*Given passage*
Recently switched over to GB, which seems to be somewhat more workable than 2P-10, and GB supposedly has a longer shelf live, which is guaranteed if you purchase it directly. 

Ed


----------



## Bubba57 (May 2, 2019)

I love it.  I find it easier to use than 'regular' CA...quicker, and more forgiving.  And from what I hear, there won't be any crazing or hazing in the future.


----------



## JohnU (May 2, 2019)

I've seen others say they've had to use more accelerator in the Gluboost application.  I don't.  I apply it with the lathe running at low speed, and only use a short burst (as short as I can get from a quick press). I'm not saying it's instantly but it is quick with no shrinking, wrinkling, white spots or cracks like I've had with most all the other ca finishes.  I also apply the thin finish to my alumilite casts for a better shine and finish.  No complaints here.  There is a slight odor but it doesn't over take me like other ca brand fumes have.  I don't work for Gluboost and I don't profit from their sales.  I just like the results and will continue to use it  because it works very well for me.

*Dataset rows*
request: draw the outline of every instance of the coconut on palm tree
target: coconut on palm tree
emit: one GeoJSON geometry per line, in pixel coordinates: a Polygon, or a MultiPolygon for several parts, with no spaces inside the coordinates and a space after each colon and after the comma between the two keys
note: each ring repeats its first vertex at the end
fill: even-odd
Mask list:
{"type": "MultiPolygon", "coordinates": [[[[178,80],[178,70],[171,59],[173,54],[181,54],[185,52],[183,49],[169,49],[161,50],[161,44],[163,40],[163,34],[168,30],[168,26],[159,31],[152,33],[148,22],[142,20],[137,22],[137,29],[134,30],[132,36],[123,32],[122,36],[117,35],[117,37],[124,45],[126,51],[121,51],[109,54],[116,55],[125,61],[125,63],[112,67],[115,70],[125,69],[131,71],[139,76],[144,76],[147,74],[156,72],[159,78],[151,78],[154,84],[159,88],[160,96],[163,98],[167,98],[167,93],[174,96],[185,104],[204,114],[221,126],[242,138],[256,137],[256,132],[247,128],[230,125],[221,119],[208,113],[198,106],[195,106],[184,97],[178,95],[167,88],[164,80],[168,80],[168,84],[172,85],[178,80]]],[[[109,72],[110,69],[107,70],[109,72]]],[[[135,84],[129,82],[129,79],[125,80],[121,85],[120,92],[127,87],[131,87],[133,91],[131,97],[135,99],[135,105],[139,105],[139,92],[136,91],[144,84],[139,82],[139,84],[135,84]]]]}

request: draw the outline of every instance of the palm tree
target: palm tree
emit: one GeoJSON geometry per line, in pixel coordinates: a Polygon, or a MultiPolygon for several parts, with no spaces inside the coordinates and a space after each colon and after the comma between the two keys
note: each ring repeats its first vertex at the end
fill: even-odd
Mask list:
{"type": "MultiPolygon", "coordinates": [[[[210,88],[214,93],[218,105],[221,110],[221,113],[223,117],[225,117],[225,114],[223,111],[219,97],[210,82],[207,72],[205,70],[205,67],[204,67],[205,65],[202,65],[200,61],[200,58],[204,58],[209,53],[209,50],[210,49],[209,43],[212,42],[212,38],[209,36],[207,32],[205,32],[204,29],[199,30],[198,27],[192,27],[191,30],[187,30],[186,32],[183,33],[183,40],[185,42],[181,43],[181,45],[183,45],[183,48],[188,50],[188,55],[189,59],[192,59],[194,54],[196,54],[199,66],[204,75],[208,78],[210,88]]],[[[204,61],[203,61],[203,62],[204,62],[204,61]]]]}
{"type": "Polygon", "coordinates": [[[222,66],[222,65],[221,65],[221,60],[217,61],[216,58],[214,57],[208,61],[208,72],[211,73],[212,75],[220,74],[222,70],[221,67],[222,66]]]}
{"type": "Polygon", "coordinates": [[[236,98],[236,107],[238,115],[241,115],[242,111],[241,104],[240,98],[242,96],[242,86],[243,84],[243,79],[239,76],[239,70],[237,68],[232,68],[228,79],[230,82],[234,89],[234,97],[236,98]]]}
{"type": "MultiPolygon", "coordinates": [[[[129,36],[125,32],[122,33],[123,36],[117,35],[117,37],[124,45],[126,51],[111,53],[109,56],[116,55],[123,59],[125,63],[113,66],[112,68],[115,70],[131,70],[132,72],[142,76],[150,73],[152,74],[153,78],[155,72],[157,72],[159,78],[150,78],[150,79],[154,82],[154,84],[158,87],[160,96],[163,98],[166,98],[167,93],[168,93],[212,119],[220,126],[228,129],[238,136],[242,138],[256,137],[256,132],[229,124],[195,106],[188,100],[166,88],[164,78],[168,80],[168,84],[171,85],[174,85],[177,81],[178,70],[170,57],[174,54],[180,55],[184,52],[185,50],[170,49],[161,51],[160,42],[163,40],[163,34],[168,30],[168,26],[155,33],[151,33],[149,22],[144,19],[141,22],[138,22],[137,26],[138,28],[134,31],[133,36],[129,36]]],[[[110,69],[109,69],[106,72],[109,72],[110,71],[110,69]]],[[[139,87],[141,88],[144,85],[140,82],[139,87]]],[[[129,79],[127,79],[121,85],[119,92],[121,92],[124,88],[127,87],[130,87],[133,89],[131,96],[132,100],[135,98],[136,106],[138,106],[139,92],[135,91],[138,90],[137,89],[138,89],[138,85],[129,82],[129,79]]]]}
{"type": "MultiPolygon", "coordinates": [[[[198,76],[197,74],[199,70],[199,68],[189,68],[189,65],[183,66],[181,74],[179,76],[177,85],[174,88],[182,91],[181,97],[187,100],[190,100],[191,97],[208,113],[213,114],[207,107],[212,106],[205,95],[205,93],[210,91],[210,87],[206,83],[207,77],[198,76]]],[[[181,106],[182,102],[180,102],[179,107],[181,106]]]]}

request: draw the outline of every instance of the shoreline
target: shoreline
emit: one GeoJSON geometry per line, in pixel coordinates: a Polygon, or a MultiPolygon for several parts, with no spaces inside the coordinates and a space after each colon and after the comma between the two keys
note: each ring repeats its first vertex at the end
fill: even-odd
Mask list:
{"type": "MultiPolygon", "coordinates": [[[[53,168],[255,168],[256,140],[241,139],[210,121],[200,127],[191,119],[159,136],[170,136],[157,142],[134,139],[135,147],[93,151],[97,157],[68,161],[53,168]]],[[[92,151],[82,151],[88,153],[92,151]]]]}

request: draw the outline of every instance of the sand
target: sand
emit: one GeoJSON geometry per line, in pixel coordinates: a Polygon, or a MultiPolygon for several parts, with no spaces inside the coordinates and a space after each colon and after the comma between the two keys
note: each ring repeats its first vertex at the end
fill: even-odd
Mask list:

*Task description*
Extend the forum thread about GluBoost and other CA finishes past its final post.

*Task response*
----------



## PenPal (May 2, 2019)

Coincidentally as of the beginning of April I located the Aussie agent for Glu Boost etc and started using the product.I am waiting on the the blue Pack to use first then the Orange thin.

I have found the firm Southern Tonewoods service is marvellous.

So far having only used the thin I am hoping the blue filler avoids the darkening that sometimes inhibits the true display of colours etc.

Many thanks for the links and vids I enjoyed them so much,today isolation is getting to be a thing of the past.

Kind regards Peter.


----------



## ramaroodle (May 13, 2019)

FYI Rockler has Gluboost on the shelf now.  (At least the Seattle store does.)  I have and have tried GB, Mercury and Stick Fast.  Seems to be all in the technique.  Don't really see a difference when it's all said and done.


----------



## penicillin (May 14, 2019)

ramaroodle said:


> FYI Rockler has Gluboost on the shelf now.  (At least the Seattle store does.)  I have and have tried GB, Mercury and Stick Fast.  Seems to be all in the technique.  Don't really see a difference when it's all said and done.


I was at Rockler to buy glue a few days ago. I noticed that they had added GluBoost and bought the two bottles they had. They were Fill 'n' Finish, and Fill 'n' Finish Thin.

@ramaroodle started a thread about Rockler carrying GluBoost:
http://www.penturners.org/forum/f28/fyi-rockler-has-gluboost-store-159942/


----------



## George883 (May 25, 2019)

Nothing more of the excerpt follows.